Set task 1: In the ladder-rung thread, write out everything from "## Acebird (Mar" down to "(May 1, 2005)", swapping "shoes" for "boots".
Set task 2: Pick up the thread on non-slip ladder rungs where it stops and write the next part.

Source passage:
# What's the best gritty non-slip coating for ladder rungs?



## Ben Franklin (May 3, 2011)

I sprayed my steps with a Skid proof coating,,check the DIY type stores.


----------



## HiveMind (Jul 6, 2010)

Thanks Ben Franklin! That's what I'm looking for. Do you remember the name of the product.you used ?


----------



## Rader Sidetrack (Nov 30, 2011)

A "pickup truck bedliner" product may be useful for your purpose. Here's one that even mentions _ladder steps _as a possible application:
http://www.herculiner.com/101_uses.htm

Readily available at auto parts stores.


----------



## sfisher (Sep 22, 2009)

Boaters World, or West Marine will have what you are looking for, but it wont be cheap.


----------



## dingo983 (Feb 10, 2011)

I never tried it before but you might try a thick coat of epoxy spray paint then sprinkle play sand over it. Might be cheaper than the marine grade no slip paint.


----------



## Kevin245 (Apr 5, 2010)

We used a product for custom walk boards called wing walk. http://www.randolphaircraft.com/wingwalk.html


----------



## Acebird (Mar 17, 2011)

Have you tried a pair of roofing shoes? Painting an anodized aluminum ladder might not work out so well. Possibly try cementing a material to the bottom of some old shoes that gives better grip.


----------



## mac (May 1, 2005)

http://skateboard.about.com/od/boardmaintenance/ss/HowToGriptape.htm Skate boards have grip tape looks like very coarse sand paper sold at wall mart


----------



## HiveMind (Jul 6, 2010)

Listed entries:
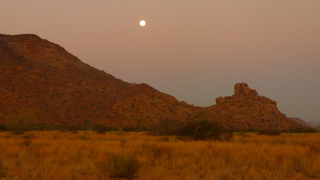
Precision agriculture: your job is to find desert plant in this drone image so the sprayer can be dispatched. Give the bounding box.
[92,124,112,134]
[258,129,281,136]
[0,124,8,131]
[0,161,6,178]
[152,120,233,140]
[98,154,140,179]
[8,110,37,135]
[151,119,183,136]
[179,120,232,140]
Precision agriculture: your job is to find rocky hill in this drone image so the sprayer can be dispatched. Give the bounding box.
[0,34,304,130]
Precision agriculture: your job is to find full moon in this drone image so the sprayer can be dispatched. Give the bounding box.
[140,20,147,26]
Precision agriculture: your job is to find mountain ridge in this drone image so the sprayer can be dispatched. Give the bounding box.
[0,34,305,130]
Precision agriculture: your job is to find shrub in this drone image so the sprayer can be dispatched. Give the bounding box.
[258,129,281,136]
[8,110,37,135]
[151,119,184,136]
[92,124,112,134]
[0,161,6,178]
[152,120,233,140]
[98,154,140,179]
[180,120,232,140]
[0,124,8,131]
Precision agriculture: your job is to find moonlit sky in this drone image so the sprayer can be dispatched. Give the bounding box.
[0,0,320,121]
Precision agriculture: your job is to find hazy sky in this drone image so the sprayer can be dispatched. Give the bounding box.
[0,0,320,121]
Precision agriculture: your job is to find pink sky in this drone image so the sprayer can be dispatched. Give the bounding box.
[0,0,320,121]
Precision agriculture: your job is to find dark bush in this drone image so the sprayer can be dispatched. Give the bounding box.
[8,110,37,135]
[151,119,184,136]
[288,128,318,133]
[92,124,113,134]
[180,120,232,140]
[0,124,8,131]
[98,154,140,179]
[152,120,233,140]
[258,129,281,136]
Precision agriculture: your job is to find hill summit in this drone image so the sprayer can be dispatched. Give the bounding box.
[0,34,304,130]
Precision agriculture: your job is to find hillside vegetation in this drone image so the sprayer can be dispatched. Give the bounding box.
[0,131,320,180]
[0,34,306,131]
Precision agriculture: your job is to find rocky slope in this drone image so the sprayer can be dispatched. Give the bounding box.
[0,35,304,130]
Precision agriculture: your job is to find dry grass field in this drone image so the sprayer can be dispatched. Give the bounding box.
[0,131,320,180]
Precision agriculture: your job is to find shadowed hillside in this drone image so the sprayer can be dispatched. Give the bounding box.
[0,35,310,130]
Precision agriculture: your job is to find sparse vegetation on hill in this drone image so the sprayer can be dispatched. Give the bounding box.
[0,34,305,131]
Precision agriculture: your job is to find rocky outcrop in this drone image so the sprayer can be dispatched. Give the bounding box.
[204,83,301,130]
[289,117,313,128]
[0,35,303,130]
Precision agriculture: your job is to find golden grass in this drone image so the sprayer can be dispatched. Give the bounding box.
[0,131,320,180]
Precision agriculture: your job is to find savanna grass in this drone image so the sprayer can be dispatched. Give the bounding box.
[0,131,320,180]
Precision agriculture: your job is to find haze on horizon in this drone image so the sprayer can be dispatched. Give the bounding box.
[0,0,320,121]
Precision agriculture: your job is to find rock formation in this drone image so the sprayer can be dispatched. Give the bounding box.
[205,83,304,130]
[0,35,303,130]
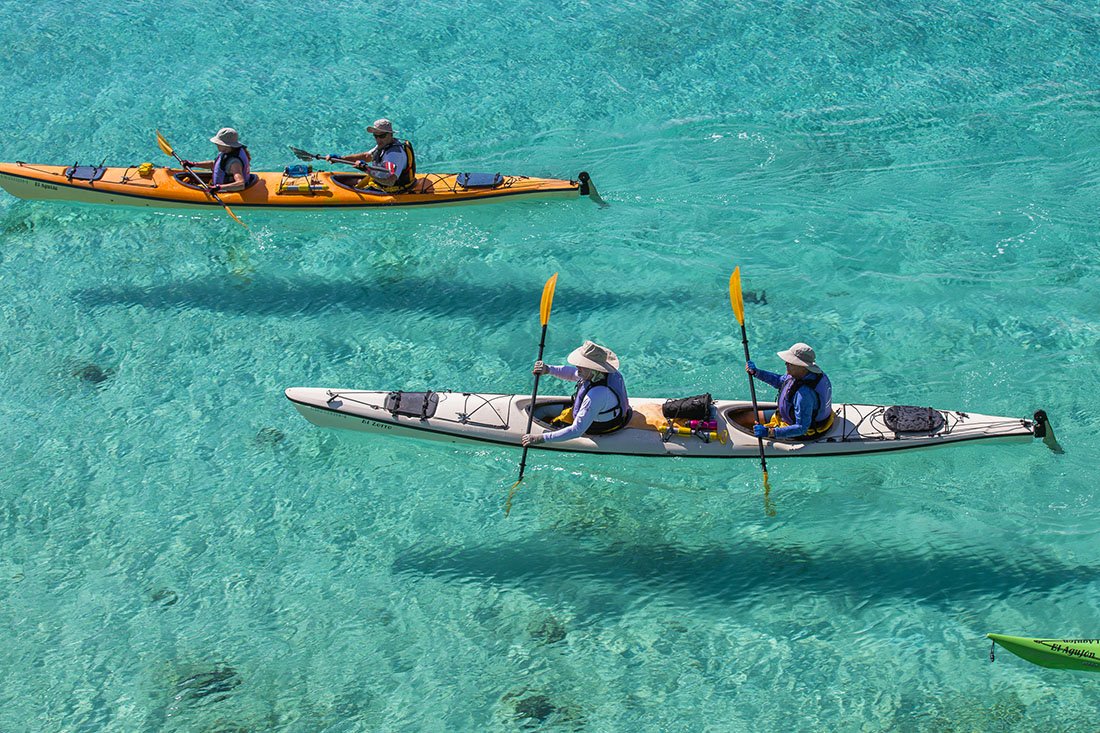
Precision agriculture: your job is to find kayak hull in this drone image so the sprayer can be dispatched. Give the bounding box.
[0,163,587,210]
[286,387,1035,458]
[986,634,1100,671]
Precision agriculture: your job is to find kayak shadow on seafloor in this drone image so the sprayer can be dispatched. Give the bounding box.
[73,277,748,322]
[394,537,1097,617]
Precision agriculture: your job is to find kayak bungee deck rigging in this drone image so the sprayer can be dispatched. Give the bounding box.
[986,634,1100,671]
[279,387,1053,458]
[0,162,597,209]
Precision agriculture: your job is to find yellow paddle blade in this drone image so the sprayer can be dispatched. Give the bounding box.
[156,130,176,157]
[504,478,523,516]
[539,273,558,326]
[729,266,745,326]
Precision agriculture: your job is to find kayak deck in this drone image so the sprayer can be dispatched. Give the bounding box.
[286,387,1041,458]
[0,162,589,209]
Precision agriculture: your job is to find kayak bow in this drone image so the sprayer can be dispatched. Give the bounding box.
[986,634,1100,671]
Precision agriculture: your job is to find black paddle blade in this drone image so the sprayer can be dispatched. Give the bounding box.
[576,171,611,209]
[1034,409,1066,456]
[287,145,321,161]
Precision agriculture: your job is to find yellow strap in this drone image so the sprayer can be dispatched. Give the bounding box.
[765,409,835,438]
[553,406,573,425]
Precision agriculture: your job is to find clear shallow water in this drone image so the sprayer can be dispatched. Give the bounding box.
[0,0,1100,731]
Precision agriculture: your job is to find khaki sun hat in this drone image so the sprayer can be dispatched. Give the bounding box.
[567,341,618,374]
[210,128,243,147]
[776,343,822,374]
[366,118,394,135]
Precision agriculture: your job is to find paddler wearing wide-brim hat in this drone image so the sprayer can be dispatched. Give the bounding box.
[523,341,631,446]
[325,118,416,194]
[182,128,252,193]
[745,341,833,439]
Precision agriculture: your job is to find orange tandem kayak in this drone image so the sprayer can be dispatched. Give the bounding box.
[0,162,594,209]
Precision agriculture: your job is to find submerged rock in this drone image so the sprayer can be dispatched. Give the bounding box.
[176,665,241,704]
[513,694,558,723]
[73,364,111,384]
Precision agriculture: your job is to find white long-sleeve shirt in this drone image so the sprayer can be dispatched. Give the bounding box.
[542,364,618,442]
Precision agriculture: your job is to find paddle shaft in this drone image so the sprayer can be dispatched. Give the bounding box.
[516,324,549,483]
[741,324,768,478]
[290,147,376,171]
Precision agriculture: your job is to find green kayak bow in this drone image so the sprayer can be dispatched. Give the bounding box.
[986,634,1100,671]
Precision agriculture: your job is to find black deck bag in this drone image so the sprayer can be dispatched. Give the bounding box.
[661,392,714,420]
[882,405,944,433]
[384,391,439,420]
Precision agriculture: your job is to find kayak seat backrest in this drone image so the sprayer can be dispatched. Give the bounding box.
[455,173,504,188]
[882,405,945,433]
[383,391,439,420]
[65,165,107,182]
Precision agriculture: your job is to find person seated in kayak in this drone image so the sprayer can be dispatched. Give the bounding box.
[325,119,416,194]
[183,128,251,194]
[745,343,833,439]
[521,341,633,446]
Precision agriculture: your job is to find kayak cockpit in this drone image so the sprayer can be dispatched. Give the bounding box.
[535,400,570,430]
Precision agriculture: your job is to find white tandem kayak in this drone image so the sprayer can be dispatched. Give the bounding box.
[286,387,1060,458]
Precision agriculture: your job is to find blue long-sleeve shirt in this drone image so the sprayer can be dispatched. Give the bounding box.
[752,368,817,439]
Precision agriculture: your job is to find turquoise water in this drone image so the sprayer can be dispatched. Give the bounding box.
[0,0,1100,732]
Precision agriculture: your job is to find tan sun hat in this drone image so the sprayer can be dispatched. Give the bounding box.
[366,118,394,135]
[565,341,618,374]
[776,343,822,374]
[210,128,244,147]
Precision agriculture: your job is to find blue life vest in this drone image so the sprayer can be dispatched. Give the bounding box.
[371,138,416,194]
[210,146,251,186]
[776,372,833,430]
[573,372,634,435]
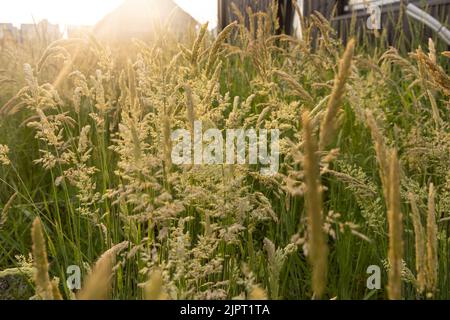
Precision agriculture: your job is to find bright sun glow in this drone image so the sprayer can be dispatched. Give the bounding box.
[0,0,217,28]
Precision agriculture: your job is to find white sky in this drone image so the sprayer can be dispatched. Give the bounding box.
[0,0,217,28]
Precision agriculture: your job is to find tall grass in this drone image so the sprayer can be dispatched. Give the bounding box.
[0,4,450,299]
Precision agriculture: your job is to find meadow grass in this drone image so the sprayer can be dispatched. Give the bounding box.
[0,6,450,299]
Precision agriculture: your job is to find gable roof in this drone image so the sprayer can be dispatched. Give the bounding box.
[93,0,197,41]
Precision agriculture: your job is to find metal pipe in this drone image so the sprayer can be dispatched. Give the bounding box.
[406,3,450,45]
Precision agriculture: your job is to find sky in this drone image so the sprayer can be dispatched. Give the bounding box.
[0,0,217,28]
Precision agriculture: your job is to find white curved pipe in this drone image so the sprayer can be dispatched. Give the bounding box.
[406,3,450,45]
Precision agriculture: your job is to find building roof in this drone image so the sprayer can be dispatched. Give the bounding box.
[93,0,197,41]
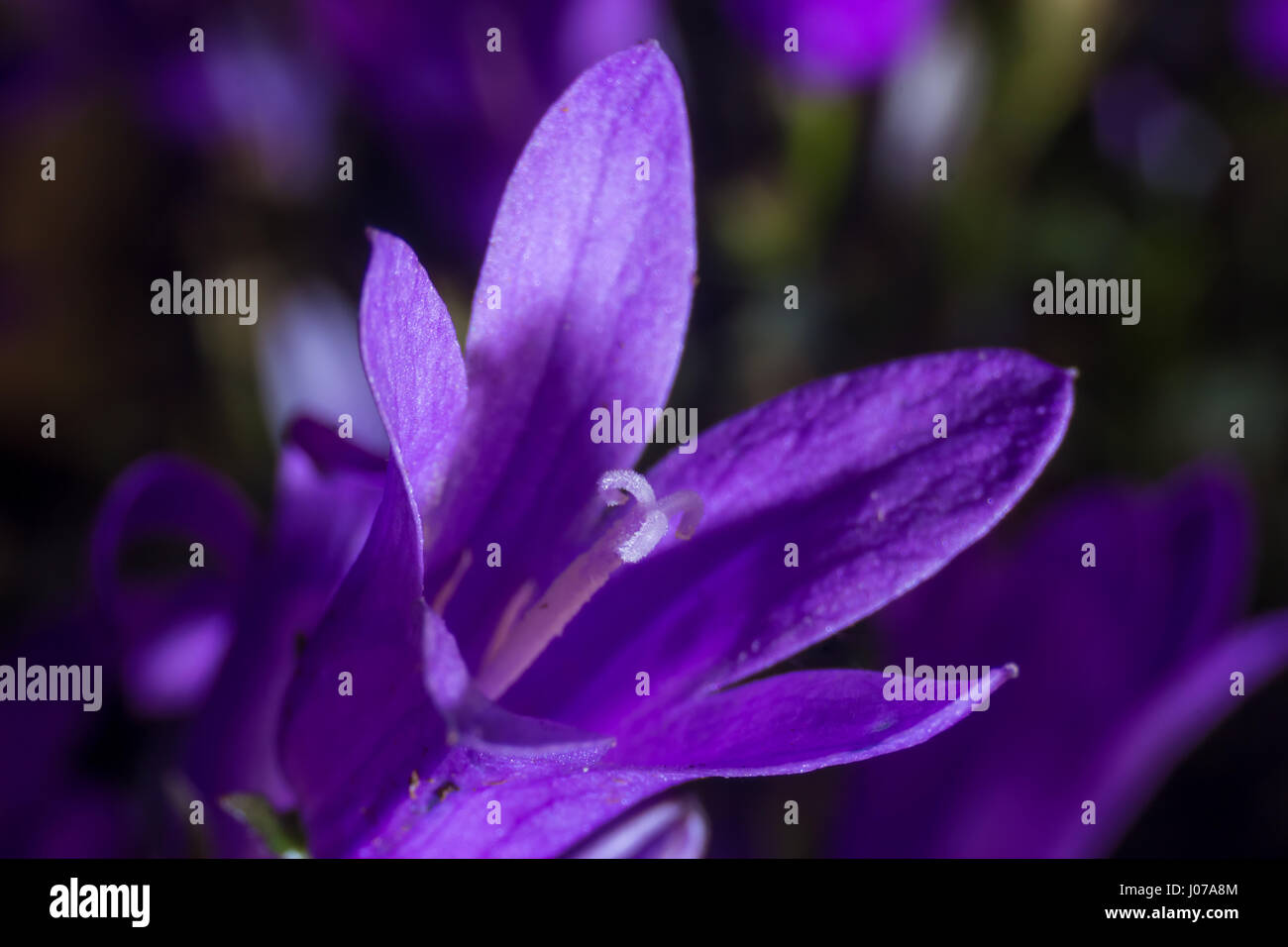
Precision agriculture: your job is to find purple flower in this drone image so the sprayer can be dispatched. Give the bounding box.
[90,44,1072,856]
[840,472,1288,858]
[268,44,1072,856]
[725,0,943,89]
[1233,0,1288,85]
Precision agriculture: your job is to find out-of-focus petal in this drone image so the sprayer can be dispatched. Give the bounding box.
[1052,612,1288,858]
[428,43,697,665]
[838,472,1267,858]
[187,424,383,854]
[604,666,1015,779]
[568,797,711,858]
[90,458,255,715]
[725,0,941,89]
[257,286,389,456]
[360,230,465,510]
[506,351,1073,732]
[360,753,684,858]
[279,466,446,857]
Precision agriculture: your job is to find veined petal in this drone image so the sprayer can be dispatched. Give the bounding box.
[429,43,697,666]
[185,423,385,856]
[358,753,684,858]
[602,666,1017,779]
[568,797,711,858]
[506,351,1073,732]
[838,472,1267,858]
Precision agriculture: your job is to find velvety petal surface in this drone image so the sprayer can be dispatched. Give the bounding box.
[505,351,1073,732]
[279,464,446,857]
[360,230,465,510]
[257,286,389,456]
[428,43,697,666]
[90,456,255,715]
[568,798,711,858]
[845,472,1284,857]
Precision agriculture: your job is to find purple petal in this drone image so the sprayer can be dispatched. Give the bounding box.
[430,43,696,665]
[725,0,941,87]
[279,464,446,857]
[602,666,1015,779]
[358,754,682,858]
[258,287,389,456]
[1055,611,1288,858]
[845,473,1284,858]
[506,351,1073,732]
[570,798,711,858]
[187,423,383,854]
[90,458,255,715]
[360,230,465,510]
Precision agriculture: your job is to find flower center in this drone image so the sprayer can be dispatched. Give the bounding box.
[476,471,702,699]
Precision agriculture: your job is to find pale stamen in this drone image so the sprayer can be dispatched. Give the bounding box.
[476,471,702,699]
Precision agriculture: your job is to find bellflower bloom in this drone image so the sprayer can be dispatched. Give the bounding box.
[837,471,1288,858]
[90,44,1072,856]
[268,44,1072,856]
[725,0,943,89]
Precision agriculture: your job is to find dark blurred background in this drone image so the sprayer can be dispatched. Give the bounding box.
[0,0,1288,856]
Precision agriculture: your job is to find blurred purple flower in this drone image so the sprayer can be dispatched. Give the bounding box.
[280,44,1072,856]
[725,0,943,89]
[1234,0,1288,84]
[77,44,1072,856]
[837,472,1288,858]
[308,0,660,250]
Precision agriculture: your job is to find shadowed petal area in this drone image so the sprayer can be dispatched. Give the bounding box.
[505,351,1073,732]
[1055,612,1288,858]
[725,0,941,89]
[90,456,255,715]
[428,43,697,668]
[604,666,1015,779]
[838,471,1288,858]
[187,423,385,856]
[358,753,684,858]
[360,230,465,510]
[568,798,711,858]
[279,464,445,857]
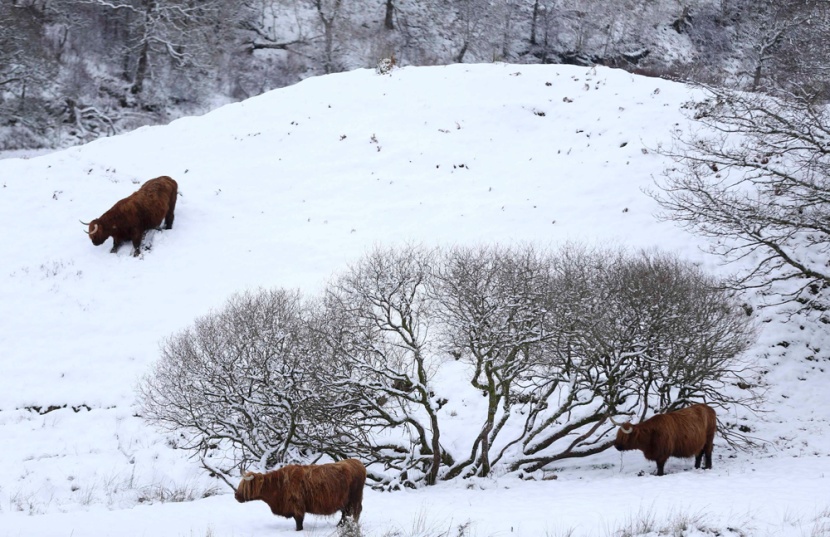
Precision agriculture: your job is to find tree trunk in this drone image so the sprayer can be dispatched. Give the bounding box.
[130,41,150,95]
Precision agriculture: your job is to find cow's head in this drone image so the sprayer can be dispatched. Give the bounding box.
[234,472,264,503]
[81,218,109,246]
[610,418,639,451]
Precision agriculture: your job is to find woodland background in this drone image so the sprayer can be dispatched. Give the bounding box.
[0,0,830,150]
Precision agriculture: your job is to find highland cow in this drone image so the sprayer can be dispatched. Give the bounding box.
[611,404,717,475]
[235,459,366,531]
[81,176,179,257]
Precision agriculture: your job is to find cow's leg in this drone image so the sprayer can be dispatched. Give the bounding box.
[164,192,178,229]
[703,431,715,470]
[703,442,714,470]
[133,231,144,257]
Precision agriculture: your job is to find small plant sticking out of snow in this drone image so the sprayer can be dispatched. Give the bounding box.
[375,54,397,75]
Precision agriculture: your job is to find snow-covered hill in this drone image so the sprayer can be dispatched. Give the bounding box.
[0,64,830,537]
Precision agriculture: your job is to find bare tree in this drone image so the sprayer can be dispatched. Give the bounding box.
[436,247,555,479]
[511,246,758,470]
[139,290,348,486]
[321,247,443,486]
[652,89,830,304]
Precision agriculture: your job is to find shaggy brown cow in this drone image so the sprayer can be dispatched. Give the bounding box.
[235,459,366,531]
[81,175,179,256]
[611,405,717,475]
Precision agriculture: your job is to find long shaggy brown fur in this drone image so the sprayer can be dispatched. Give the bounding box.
[88,175,179,256]
[614,404,717,475]
[235,459,366,531]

Response 1:
## Acebird (Mar 17, 2011)

Have you tried a pair of roofing boots? Painting an anodized aluminum ladder might not work out so well. Possibly try cementing a material to the bottom of some old boots that gives better grip.


----------



## mac (May 1, 2005)

Response 2:
The Herculiner is what I had in mind. Thanks Rader Sidetrack. But the Wing Walk product looks fantastic too! Maybe even better. From reading the product description says it remains somewhat soft throughout its life which seems ideal for some reason. And also has grit in it. That sounds perfect! I found it here for $30/gallon +$8 shipping. Sort of steep. But paying $40 to not slip off of my ladders is worth it to me. Thanks for the advice Kevin245!


----------



## HiveMind (Jul 6, 2010)

Hi Acebird, I hadn't thought about roofing shoes. I'll have to consider that. Especially since some of my jobs are up on roofs.


----------



## Acebird (Mar 17, 2011)

What size are your feet? I have a pair that look rather new but I don't go on roofs anymore. I know they are quit expensive. If they fit you you can have them or just try them to see if it helps.


----------



## HiveMind (Jul 6, 2010)

Thanks for the offer, Acebird. I wear size 10 shoes.


----------



## Captainfester (May 1, 2012)

GRIZZLY GRIP. its a knock off rhino liner, paints on. i used it on my truck 12 years ago. works great.


----------



## Lburou (May 13, 2012)

sfisher said:


> Boaters World, or West Marine will have what you are looking for, but it wont be cheap.


MY first thought too. In the past I have painted a boat deck, and while the paint is still wet, applied sharp sand to the paint with a large salt shaker arrangement. Then, painted over that sand, making a sturdy surface with some traction. You have to reapply occasionally. Use thick coats of paint. If you have a garden hose available, the honey will dilute pretty fast. Your results may vary


----------



## Katharina (May 2, 2011)

Home Depot sells rolls of rubberized grip tape used on slick stairs so you wont fall. They adhere quite nicely and do a very good job. We use it on our ladders so we don't fall off them in winter. Snow is quite slick.


----------



## Katharina (May 2, 2011)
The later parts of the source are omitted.